Reproduce the lines below with each occurrence of "annotate" replaced by "mark", leaving everything else unchanged.
◇ ◇ ◇ ◇
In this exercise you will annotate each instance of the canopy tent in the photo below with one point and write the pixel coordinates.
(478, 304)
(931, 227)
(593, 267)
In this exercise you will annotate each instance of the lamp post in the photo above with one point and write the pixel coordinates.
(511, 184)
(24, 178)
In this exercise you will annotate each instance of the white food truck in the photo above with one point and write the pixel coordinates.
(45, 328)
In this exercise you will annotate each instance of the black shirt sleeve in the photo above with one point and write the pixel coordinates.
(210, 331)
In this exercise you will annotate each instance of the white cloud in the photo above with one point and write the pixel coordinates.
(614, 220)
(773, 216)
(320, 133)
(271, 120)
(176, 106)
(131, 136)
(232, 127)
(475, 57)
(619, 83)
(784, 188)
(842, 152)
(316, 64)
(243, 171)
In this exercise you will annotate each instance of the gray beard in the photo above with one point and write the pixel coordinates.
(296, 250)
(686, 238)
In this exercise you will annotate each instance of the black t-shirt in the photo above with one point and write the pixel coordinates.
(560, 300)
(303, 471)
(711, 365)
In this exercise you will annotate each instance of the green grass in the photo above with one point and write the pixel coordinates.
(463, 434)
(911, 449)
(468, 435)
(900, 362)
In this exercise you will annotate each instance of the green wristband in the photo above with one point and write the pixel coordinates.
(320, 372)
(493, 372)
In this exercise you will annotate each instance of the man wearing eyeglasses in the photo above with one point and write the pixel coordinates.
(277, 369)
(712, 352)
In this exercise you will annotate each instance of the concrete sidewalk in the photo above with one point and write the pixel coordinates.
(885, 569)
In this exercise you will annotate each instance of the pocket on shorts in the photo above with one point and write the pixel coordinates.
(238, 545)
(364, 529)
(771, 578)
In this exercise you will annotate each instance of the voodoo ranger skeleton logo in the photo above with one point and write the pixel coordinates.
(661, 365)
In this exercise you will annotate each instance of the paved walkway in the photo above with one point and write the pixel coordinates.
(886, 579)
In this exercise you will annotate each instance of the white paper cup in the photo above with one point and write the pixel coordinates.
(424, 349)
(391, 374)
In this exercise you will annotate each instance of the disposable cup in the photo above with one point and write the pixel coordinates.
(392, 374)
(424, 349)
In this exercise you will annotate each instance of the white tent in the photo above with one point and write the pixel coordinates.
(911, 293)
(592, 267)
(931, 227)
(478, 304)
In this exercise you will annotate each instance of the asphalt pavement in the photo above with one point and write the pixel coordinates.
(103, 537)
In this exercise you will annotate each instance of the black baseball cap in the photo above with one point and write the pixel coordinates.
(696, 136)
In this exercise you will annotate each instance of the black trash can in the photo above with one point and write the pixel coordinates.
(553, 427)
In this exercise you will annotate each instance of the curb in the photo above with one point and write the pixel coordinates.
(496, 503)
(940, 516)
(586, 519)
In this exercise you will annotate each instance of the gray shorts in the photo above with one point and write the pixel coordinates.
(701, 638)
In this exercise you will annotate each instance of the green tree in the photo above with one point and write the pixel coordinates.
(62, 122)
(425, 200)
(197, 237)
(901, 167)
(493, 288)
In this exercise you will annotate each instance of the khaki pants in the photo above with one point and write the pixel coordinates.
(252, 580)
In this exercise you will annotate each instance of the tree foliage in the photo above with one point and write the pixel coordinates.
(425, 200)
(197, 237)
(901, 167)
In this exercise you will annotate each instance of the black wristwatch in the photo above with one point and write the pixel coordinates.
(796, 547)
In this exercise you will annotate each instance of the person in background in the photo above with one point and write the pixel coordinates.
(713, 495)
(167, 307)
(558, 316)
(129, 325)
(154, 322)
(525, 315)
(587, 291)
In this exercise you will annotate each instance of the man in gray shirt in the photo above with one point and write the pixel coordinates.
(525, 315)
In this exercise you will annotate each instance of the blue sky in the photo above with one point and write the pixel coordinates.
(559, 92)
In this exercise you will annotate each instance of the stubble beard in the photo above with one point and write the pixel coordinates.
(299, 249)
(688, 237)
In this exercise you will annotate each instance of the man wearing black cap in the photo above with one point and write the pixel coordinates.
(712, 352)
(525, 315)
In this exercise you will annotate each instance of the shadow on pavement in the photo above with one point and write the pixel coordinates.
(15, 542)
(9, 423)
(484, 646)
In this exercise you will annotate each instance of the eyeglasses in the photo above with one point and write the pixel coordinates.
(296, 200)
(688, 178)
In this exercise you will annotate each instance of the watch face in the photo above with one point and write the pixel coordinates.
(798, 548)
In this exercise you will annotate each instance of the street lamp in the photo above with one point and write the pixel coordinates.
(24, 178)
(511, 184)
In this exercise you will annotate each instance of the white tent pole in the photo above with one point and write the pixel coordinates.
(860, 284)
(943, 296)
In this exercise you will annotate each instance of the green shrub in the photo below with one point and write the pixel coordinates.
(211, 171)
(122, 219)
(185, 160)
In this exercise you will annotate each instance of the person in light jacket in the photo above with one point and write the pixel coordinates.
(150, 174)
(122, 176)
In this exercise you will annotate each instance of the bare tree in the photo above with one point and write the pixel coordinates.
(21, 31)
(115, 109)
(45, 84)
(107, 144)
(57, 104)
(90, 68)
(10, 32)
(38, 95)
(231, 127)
◇ ◇ ◇ ◇
**RESULT OF THE TASK:**
In this exercise you will mark each instance of the canopy tent in the photo below with one point and write the pixel coordinates.
(478, 304)
(931, 227)
(593, 267)
In this exercise you will mark each instance of the lamp post in the photo above with one point and write the pixel coordinates.
(511, 184)
(24, 178)
In this exercise you will mark each instance of the white food truck in the photo above with one point and write the pixel coordinates.
(45, 328)
In this exercise you will mark each instance of the black shirt sleeve in the photo above with one point and write the pixel coordinates.
(210, 331)
In this exercise you will mark each instance of the white cloud in the photo above with one point and write the pixel coordinates.
(614, 220)
(773, 216)
(320, 133)
(271, 120)
(176, 106)
(131, 136)
(232, 127)
(475, 57)
(619, 83)
(784, 188)
(842, 152)
(316, 64)
(243, 171)
In this exercise you will mark each instance of the gray beard in the photo above with one point and write the pixel coordinates.
(296, 250)
(686, 238)
In this exercise you will mark each instance of the black t-shirt in the photo above with one point and write the pixel coordinates.
(560, 300)
(303, 471)
(711, 365)
In this exercise you will mark each instance of the green grass in the photo above with one point and write the pixel coordinates.
(463, 434)
(911, 449)
(468, 435)
(900, 362)
In this exercise you will mark each instance of the green wristband in the photo above with one point and write the pixel coordinates.
(320, 372)
(493, 372)
In this exercise you will mark each instance of the man wearing eyeglasses in the photo above with one point and write the pixel coordinates.
(277, 369)
(712, 352)
In this exercise you will mark each instance of the concrete sidewalk in the photo above with one point and write the pixel coordinates.
(885, 569)
In this exercise you will mark each instance of the pocket on shorts in the photo above with one point and write the pixel coordinates.
(238, 545)
(364, 529)
(771, 578)
In this exercise you will mark each instance of the voodoo ranger skeleton logo in the photo above with one point and write the pixel coordinates.
(661, 365)
In this exercise you will mark each instance of the paved walkway in the photo above with one point and write the pixel coordinates.
(886, 579)
In this exercise you will mark each instance of the white paper cup in the photo above with one point and write the pixel coordinates.
(424, 349)
(391, 374)
In this exercise you will mark each instance of the disposable cup in the photo above with one point and write the pixel coordinates.
(392, 374)
(424, 349)
In this exercise you will mark each instance of the white tent in the photo above with one point and write the pixel coordinates.
(911, 293)
(592, 267)
(931, 227)
(478, 304)
In this exercise you will mark each instance of the asphalt pavement in the photo above with one point and write the pixel coordinates.
(103, 537)
In this exercise you will mark each instance of the black baseball cap in the photo above with one point and write the pixel coordinates.
(696, 136)
In this exercise you will mark each instance of the black trash can in the photo above with one point and write the pixel coordinates.
(553, 427)
In this exercise you will mark each instance of the curb in the photo above with one point and write the pixel coordinates.
(496, 503)
(940, 516)
(586, 519)
In this exercise you will mark each instance of the gray shorts in the photo above with one point and write the pixel coordinates.
(701, 638)
In this exercise you will mark each instance of the green tree in the photo above with one point and write the pixel coordinates.
(62, 122)
(425, 200)
(197, 237)
(901, 167)
(493, 288)
In this exercise you will mark each instance of the khaki pants in the photo above with one point and write the pixel coordinates.
(252, 580)
In this exercise you will mark each instance of the tree foliage in the photo above with one point and write the pixel coordinates.
(425, 200)
(197, 237)
(901, 167)
In this exercise you will mark each instance of the black wristwatch in the photo above with one point and write the pixel coordinates.
(796, 547)
In this exercise you will mark each instance of the person in background in the photo above with one point and write the pixel coordinates.
(713, 495)
(167, 307)
(558, 316)
(129, 325)
(154, 322)
(525, 315)
(587, 291)
In this exercise you will mark each instance of the man in gray shirt in the photo above with one point and write the pixel coordinates.
(525, 315)
In this exercise you will mark each instance of the blue sky in the photo above with one point and write the pixel coordinates.
(559, 92)
In this exercise you will mark each instance of the stubble beard in the photo above with one point and write the pixel coordinates.
(299, 249)
(688, 237)
In this exercise you will mark each instance of the man wearing black cap in the photo above with one point and write the pixel coordinates.
(712, 352)
(525, 315)
In this exercise you will mark each instance of the shadow on pavement in the photo above with one point and write the pixel coordinates.
(15, 542)
(9, 423)
(484, 646)
In this exercise you will mark each instance of the eyeglasses in the photo above with one point and write the pixel coordinates.
(296, 200)
(688, 178)
In this exercise you will mark each instance of the watch face in the photo above with one point and write the pixel coordinates.
(798, 548)
In this exercise you will mark each instance of the street lamp in the photo above with one point and write the pixel coordinates.
(24, 178)
(511, 184)
In this exercise you will mark each instance of the white tent pole in the photo above with one point and write the pixel coordinates.
(860, 284)
(943, 296)
In this exercise you will mark each instance of the green shrub in the photo below with one point and write the pixel coordinates.
(211, 171)
(122, 219)
(185, 160)
In this exercise you will mark each instance of the person in light jacket in the photo above with one point and write the pixel coordinates.
(150, 174)
(122, 176)
In this exercise you will mark each instance of the bare tree in the photo above with one point and write the pixel coordinates.
(21, 31)
(115, 109)
(45, 84)
(107, 144)
(57, 104)
(90, 68)
(10, 32)
(38, 95)
(231, 127)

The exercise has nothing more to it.